▶ _WHAT THE TASK REQUIRES_: Reproduce every entry below verbatim, line for line, changing no character.

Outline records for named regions
_____
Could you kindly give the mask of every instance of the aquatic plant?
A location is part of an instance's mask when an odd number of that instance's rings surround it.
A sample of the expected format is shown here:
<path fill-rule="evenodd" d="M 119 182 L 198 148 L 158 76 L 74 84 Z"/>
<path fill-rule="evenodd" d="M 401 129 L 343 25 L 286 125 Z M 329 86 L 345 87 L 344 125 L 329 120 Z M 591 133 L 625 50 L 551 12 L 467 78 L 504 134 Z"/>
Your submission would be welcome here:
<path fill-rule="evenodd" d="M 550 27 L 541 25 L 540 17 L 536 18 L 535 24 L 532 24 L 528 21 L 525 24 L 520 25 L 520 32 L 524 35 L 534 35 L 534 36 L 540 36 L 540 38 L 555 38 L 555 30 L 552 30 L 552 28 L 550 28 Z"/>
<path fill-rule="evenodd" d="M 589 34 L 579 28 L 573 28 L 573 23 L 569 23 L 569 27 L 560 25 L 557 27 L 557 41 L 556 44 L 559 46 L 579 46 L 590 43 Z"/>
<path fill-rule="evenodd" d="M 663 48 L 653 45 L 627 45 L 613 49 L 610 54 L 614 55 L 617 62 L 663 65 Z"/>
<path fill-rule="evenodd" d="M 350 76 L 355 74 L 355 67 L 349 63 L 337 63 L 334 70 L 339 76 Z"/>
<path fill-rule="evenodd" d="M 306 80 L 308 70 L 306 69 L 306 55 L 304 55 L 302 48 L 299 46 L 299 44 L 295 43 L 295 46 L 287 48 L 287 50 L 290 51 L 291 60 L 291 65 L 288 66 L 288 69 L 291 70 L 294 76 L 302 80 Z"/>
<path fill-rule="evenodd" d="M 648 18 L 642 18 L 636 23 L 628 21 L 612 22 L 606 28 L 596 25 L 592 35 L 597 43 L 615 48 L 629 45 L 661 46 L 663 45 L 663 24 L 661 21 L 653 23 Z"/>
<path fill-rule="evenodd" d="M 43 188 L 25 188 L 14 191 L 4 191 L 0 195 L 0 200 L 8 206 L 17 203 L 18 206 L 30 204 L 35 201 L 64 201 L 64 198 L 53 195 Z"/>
_____
▶ _EXERCISE OUTPUT_:
Could you kindly give the mask of every instance of the aquatic plant?
A location is part of an instance's mask when an odd number of that instance's rings surround it.
A sample of the expected format is shown here:
<path fill-rule="evenodd" d="M 119 182 L 198 148 L 158 76 L 74 84 Z"/>
<path fill-rule="evenodd" d="M 401 129 L 343 25 L 286 125 Z M 329 86 L 345 87 L 344 125 L 329 120 Z M 591 133 L 625 50 L 551 12 L 467 78 L 504 134 Z"/>
Your submission would be welcome here:
<path fill-rule="evenodd" d="M 550 27 L 541 25 L 540 17 L 536 18 L 535 24 L 532 24 L 528 21 L 525 24 L 520 25 L 520 32 L 524 35 L 534 35 L 534 36 L 540 36 L 540 38 L 555 38 L 555 30 L 552 30 L 552 28 L 550 28 Z"/>
<path fill-rule="evenodd" d="M 589 34 L 579 28 L 573 28 L 573 23 L 569 23 L 569 27 L 560 25 L 557 27 L 557 41 L 556 44 L 559 46 L 579 46 L 590 43 Z"/>
<path fill-rule="evenodd" d="M 663 48 L 653 45 L 627 45 L 613 49 L 610 54 L 614 55 L 617 62 L 663 65 Z"/>
<path fill-rule="evenodd" d="M 350 76 L 355 74 L 355 67 L 349 63 L 337 63 L 334 70 L 339 76 Z"/>
<path fill-rule="evenodd" d="M 306 80 L 308 70 L 306 69 L 306 55 L 304 55 L 302 48 L 299 46 L 299 44 L 295 43 L 295 46 L 287 48 L 287 50 L 290 51 L 291 60 L 291 65 L 288 66 L 288 69 L 291 70 L 294 76 L 302 80 Z"/>
<path fill-rule="evenodd" d="M 648 18 L 642 18 L 636 23 L 628 21 L 612 22 L 606 28 L 596 25 L 592 35 L 597 43 L 615 48 L 629 45 L 661 46 L 663 45 L 663 24 L 661 21 L 653 23 Z"/>
<path fill-rule="evenodd" d="M 43 188 L 25 188 L 14 191 L 4 191 L 0 195 L 0 200 L 8 206 L 17 203 L 18 206 L 30 204 L 35 201 L 64 201 L 64 198 L 53 195 Z"/>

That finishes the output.